:: Information provided
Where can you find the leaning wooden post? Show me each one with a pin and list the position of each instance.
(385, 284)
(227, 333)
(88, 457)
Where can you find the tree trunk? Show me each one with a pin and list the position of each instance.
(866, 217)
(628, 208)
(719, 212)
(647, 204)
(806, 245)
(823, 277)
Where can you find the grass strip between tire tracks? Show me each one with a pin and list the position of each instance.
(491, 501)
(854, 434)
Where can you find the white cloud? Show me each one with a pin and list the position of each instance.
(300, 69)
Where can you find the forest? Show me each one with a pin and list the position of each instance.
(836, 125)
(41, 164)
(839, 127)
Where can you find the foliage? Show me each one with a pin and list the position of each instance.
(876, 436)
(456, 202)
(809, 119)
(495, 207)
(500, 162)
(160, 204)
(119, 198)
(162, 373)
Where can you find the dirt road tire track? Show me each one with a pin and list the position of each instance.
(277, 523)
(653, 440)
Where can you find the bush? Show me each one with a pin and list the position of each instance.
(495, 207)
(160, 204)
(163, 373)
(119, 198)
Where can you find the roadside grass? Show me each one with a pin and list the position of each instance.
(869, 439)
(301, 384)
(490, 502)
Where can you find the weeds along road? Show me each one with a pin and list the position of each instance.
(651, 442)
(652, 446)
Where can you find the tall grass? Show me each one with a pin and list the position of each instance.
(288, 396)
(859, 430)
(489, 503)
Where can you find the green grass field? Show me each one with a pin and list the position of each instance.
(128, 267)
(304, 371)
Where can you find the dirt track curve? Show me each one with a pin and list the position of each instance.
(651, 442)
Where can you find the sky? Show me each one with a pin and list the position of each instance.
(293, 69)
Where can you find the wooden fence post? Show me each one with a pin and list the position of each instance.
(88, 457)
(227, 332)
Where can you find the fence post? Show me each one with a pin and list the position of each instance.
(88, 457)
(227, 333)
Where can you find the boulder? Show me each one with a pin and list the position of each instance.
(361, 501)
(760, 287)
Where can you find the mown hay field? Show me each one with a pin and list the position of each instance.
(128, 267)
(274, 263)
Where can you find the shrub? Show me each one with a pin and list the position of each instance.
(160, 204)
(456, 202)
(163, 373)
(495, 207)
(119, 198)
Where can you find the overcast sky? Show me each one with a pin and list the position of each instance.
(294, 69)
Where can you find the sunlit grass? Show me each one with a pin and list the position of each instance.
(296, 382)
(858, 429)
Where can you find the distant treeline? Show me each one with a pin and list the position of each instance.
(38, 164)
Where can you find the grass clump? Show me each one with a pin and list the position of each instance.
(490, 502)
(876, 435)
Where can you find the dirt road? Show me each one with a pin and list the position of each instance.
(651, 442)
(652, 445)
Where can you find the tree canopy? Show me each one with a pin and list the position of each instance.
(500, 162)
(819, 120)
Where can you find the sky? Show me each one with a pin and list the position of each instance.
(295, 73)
::::
__Assigned task__
Without leaving anything out, retype the material exactly.

__Answer for this exercise__
Where can you find the leaning wooden post? Show me each one with a pin and list the position of each instance.
(385, 284)
(227, 333)
(88, 457)
Where can you find the tree trunk? Show me each one with a pin and list the position of each instance.
(866, 217)
(628, 208)
(719, 212)
(647, 204)
(806, 245)
(823, 277)
Where can you find the grass strip between tire tracks? Show me each one with a pin and list the position of each instance.
(491, 501)
(854, 434)
Where can you find the white cloud? Show me each one with a pin and list the position of each instance.
(300, 69)
Where can you find the forest? Show me each one with a pin and list the position of each instance.
(836, 125)
(41, 164)
(839, 127)
Where can you find the foliage? Show me each one with a pin and list the position of each instance.
(876, 436)
(456, 202)
(809, 119)
(495, 207)
(500, 162)
(160, 204)
(119, 198)
(162, 373)
Where can you find the dirt road tire track? Show me each one with a pin and list the position of each instance.
(277, 523)
(653, 440)
Where can you find the bush? Show me each one with a pin and list the position of each instance.
(495, 207)
(160, 204)
(163, 373)
(119, 198)
Where can you find the roadside grass? Show me each one with a pin and list the position of each instance.
(869, 439)
(301, 384)
(490, 502)
Where can you find the weeds along road? Show me each one with a pin and list the position of each instance.
(651, 442)
(652, 446)
Where can you find the tall grass? Show me each one with a pin and list the position of each instance.
(288, 396)
(859, 430)
(489, 503)
Where can you find the green grass field? Show me each one with a pin and list the position of each instance.
(128, 267)
(304, 371)
Where can you find the dirt track curve? Show me each one with a pin and list the position of each instance.
(651, 442)
Where can you find the sky? Show me each one with a pin and list the position of each instance.
(293, 69)
Where can you find the wooden fence post? Show me each one with a pin and list the position of each instance.
(88, 457)
(227, 332)
Where can you find the fence post? Show me each one with a pin and list the position of each instance.
(88, 457)
(227, 333)
Where can you find the boulder? Show me each one with a pin and list the position of each instance.
(361, 501)
(760, 287)
Where can you find the mown hay field? Show me each one with a pin and list the position of each instance.
(128, 267)
(274, 263)
Where can you find the shrub? Show me each one with a pin and list the position of each instance.
(160, 204)
(456, 202)
(163, 373)
(495, 207)
(119, 198)
Where can you find the overcast sky? Show me each one with a pin and list the position of each instance.
(294, 69)
Where can you find the sunlit grass? Show me each one with a pin and list the position of each instance.
(296, 382)
(858, 429)
Where can you find the distant treeline? Show me each one with a pin and list the position of each instance.
(38, 164)
Where can you find the grass clump? Show me each one with a pin and list the position of each instance.
(490, 502)
(876, 435)
Where can you find the dirt road? Show me each one with a pin and list the position of each instance.
(651, 442)
(652, 445)
Where can you find the tree canopy? Show me each one with a pin and list the position of each instance.
(500, 162)
(819, 120)
Where can you find the sky? Show me each one with a pin and list the position of each instance.
(295, 73)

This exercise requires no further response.